## [Exercise description]
Locate each line in the listing below that contains the string "outbuilding", and copy every one of those lines.

## [Provided records]
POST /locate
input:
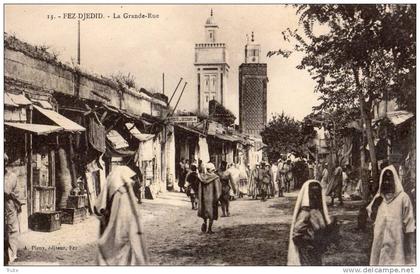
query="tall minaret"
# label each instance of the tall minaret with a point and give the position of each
(212, 67)
(252, 90)
(252, 51)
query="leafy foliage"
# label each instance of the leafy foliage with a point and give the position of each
(359, 54)
(284, 134)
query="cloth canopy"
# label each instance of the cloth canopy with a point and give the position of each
(142, 137)
(60, 120)
(38, 129)
(19, 99)
(117, 141)
(8, 101)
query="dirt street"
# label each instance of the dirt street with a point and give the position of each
(256, 233)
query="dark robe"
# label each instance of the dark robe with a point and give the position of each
(309, 236)
(209, 192)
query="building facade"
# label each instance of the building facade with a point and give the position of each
(212, 68)
(252, 91)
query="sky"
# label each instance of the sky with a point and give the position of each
(148, 47)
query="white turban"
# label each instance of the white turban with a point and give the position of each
(210, 166)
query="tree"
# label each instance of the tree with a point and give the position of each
(358, 54)
(284, 134)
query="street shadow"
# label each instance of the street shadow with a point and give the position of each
(251, 244)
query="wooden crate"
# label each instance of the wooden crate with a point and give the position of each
(73, 215)
(45, 221)
(44, 198)
(76, 201)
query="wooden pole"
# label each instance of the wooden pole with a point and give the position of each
(170, 100)
(163, 83)
(78, 42)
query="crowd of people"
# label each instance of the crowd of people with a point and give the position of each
(121, 239)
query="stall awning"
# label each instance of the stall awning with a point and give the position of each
(142, 137)
(116, 139)
(226, 137)
(38, 129)
(60, 120)
(8, 101)
(19, 99)
(190, 130)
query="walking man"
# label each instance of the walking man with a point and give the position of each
(121, 240)
(12, 207)
(227, 186)
(209, 193)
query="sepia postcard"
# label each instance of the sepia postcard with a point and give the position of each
(210, 135)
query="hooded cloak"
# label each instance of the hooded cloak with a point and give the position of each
(293, 256)
(120, 241)
(209, 192)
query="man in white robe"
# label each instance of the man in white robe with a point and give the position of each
(394, 228)
(121, 239)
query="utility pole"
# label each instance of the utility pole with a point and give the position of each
(163, 83)
(78, 42)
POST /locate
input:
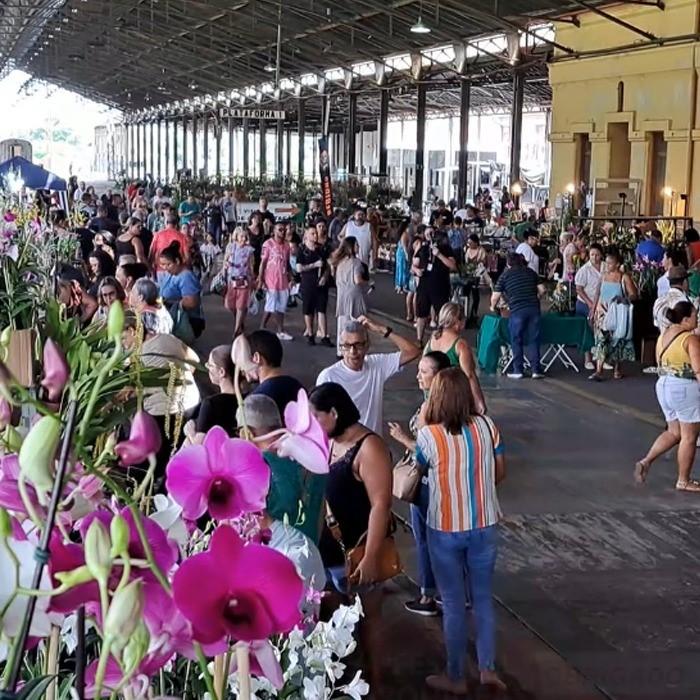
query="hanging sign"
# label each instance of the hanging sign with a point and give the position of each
(324, 164)
(237, 113)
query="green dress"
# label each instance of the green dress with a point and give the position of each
(296, 495)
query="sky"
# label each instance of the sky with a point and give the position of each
(59, 124)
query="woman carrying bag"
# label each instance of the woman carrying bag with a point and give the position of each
(463, 454)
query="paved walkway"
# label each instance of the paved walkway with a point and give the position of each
(597, 580)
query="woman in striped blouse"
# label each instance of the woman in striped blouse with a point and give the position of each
(463, 454)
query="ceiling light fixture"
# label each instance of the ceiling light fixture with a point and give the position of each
(420, 27)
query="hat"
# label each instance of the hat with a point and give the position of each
(677, 274)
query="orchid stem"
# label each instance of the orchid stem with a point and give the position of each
(102, 667)
(201, 659)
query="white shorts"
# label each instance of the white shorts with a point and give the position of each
(679, 399)
(276, 301)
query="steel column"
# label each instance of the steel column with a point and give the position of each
(463, 171)
(289, 152)
(230, 146)
(195, 161)
(218, 128)
(302, 137)
(383, 131)
(420, 147)
(263, 148)
(516, 127)
(184, 144)
(206, 146)
(158, 150)
(280, 149)
(246, 148)
(151, 152)
(352, 125)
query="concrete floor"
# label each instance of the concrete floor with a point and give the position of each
(598, 581)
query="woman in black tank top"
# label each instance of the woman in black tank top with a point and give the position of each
(358, 489)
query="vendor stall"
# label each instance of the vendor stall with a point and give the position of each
(557, 332)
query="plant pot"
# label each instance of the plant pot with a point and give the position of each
(20, 356)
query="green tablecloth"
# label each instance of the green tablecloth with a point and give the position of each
(554, 330)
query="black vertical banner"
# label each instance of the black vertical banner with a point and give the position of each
(324, 166)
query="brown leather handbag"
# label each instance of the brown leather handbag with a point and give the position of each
(389, 560)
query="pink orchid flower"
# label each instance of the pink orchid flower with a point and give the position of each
(225, 476)
(245, 591)
(56, 371)
(144, 441)
(306, 442)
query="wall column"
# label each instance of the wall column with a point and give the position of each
(383, 132)
(463, 170)
(516, 127)
(420, 147)
(302, 137)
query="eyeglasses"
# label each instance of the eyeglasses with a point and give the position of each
(348, 347)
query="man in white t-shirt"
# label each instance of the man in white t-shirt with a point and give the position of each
(527, 250)
(362, 375)
(361, 229)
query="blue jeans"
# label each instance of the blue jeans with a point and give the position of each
(524, 327)
(451, 553)
(418, 517)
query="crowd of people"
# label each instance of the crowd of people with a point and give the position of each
(160, 261)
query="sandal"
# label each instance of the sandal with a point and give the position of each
(641, 470)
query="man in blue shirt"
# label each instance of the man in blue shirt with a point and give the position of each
(651, 248)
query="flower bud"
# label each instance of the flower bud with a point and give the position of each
(136, 649)
(124, 614)
(5, 412)
(5, 524)
(115, 321)
(73, 578)
(56, 371)
(38, 453)
(119, 534)
(12, 439)
(98, 557)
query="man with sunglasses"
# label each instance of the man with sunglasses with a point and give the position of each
(362, 375)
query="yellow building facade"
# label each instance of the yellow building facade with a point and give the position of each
(628, 107)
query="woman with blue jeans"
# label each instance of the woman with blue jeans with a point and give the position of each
(428, 367)
(463, 454)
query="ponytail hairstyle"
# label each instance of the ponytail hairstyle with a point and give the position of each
(450, 314)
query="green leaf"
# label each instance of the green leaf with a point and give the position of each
(35, 688)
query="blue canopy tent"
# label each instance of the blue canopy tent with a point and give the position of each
(33, 176)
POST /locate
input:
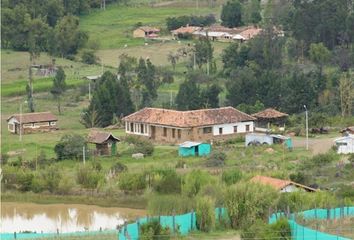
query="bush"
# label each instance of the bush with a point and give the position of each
(205, 214)
(89, 57)
(88, 177)
(194, 181)
(167, 182)
(119, 167)
(231, 176)
(132, 182)
(261, 230)
(170, 204)
(4, 158)
(216, 159)
(140, 145)
(246, 202)
(153, 230)
(70, 147)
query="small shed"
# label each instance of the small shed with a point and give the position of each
(345, 144)
(106, 143)
(269, 117)
(194, 149)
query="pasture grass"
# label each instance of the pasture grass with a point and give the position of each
(113, 28)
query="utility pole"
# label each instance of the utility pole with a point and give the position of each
(307, 127)
(83, 154)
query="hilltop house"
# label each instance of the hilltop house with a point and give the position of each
(282, 185)
(32, 122)
(171, 126)
(106, 143)
(146, 32)
(268, 118)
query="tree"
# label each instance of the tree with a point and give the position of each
(59, 86)
(320, 55)
(252, 12)
(70, 147)
(231, 14)
(203, 52)
(346, 90)
(188, 96)
(210, 96)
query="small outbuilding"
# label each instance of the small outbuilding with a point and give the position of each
(32, 122)
(268, 118)
(106, 143)
(282, 185)
(345, 145)
(188, 148)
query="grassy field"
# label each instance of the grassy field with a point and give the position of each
(114, 27)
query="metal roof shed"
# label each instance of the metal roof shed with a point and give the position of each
(194, 149)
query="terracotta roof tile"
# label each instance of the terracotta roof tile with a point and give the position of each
(100, 137)
(185, 119)
(279, 184)
(269, 113)
(34, 117)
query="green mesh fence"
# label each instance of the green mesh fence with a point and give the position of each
(299, 232)
(181, 224)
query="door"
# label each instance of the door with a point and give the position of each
(153, 132)
(113, 148)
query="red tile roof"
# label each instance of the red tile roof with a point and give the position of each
(34, 117)
(269, 113)
(100, 137)
(185, 119)
(279, 184)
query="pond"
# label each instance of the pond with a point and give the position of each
(47, 218)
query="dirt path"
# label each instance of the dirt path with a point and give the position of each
(317, 146)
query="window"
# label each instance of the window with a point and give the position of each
(235, 129)
(220, 131)
(207, 130)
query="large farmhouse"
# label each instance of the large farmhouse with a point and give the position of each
(171, 126)
(32, 122)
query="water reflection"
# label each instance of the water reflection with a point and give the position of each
(17, 217)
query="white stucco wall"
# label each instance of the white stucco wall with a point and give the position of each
(137, 129)
(229, 128)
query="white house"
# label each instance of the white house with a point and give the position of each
(345, 144)
(171, 126)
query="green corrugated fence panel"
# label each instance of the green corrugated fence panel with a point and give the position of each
(300, 232)
(10, 236)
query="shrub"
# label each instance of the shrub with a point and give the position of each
(140, 145)
(194, 181)
(216, 159)
(3, 159)
(261, 230)
(25, 180)
(231, 176)
(89, 57)
(246, 202)
(170, 204)
(167, 182)
(205, 214)
(119, 167)
(153, 230)
(132, 182)
(88, 177)
(70, 147)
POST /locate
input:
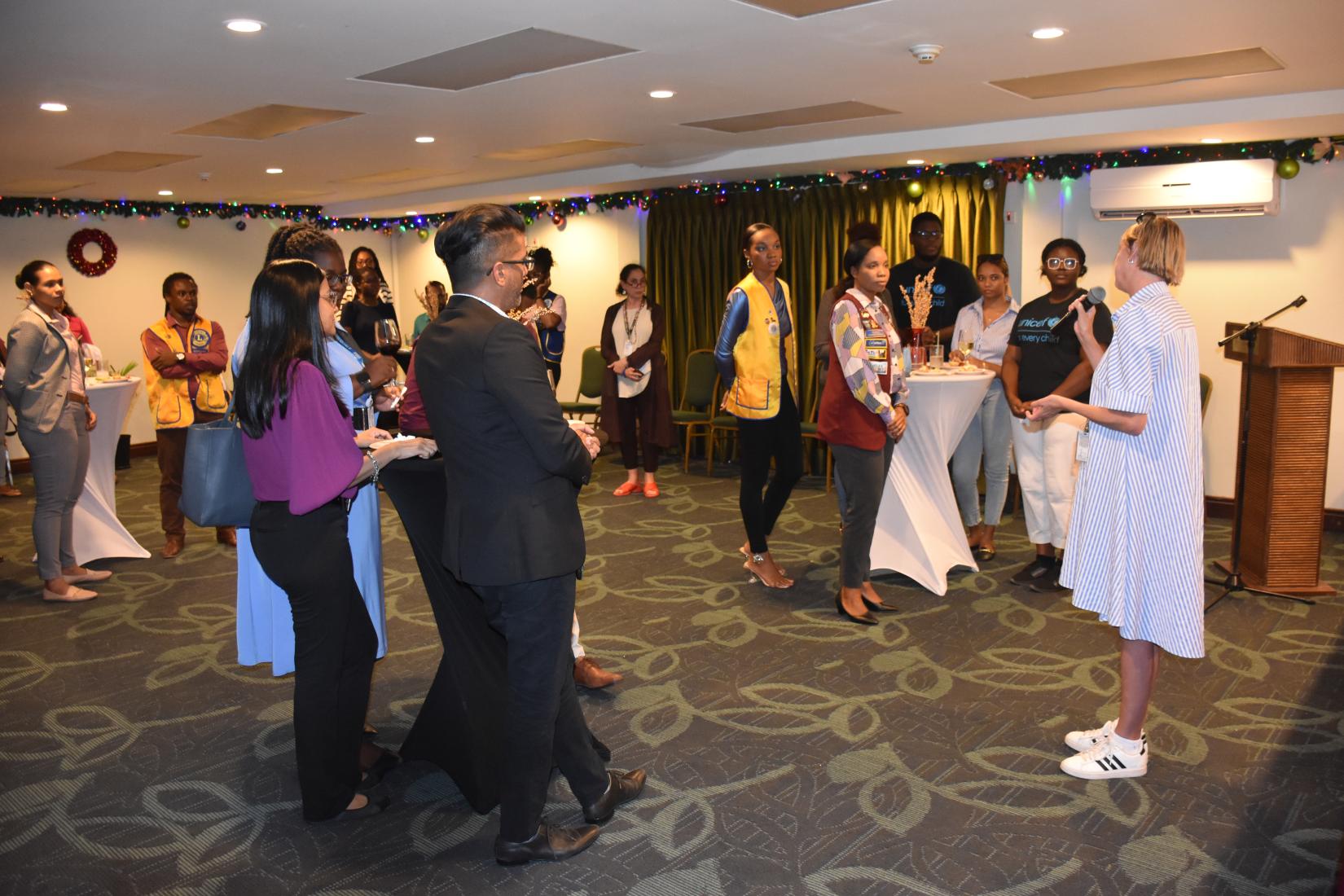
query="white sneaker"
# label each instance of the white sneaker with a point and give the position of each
(1106, 761)
(1083, 740)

## [Expected answer]
query="small outbuilding"
# label each instance of the small outbuilding with a point and give the position of each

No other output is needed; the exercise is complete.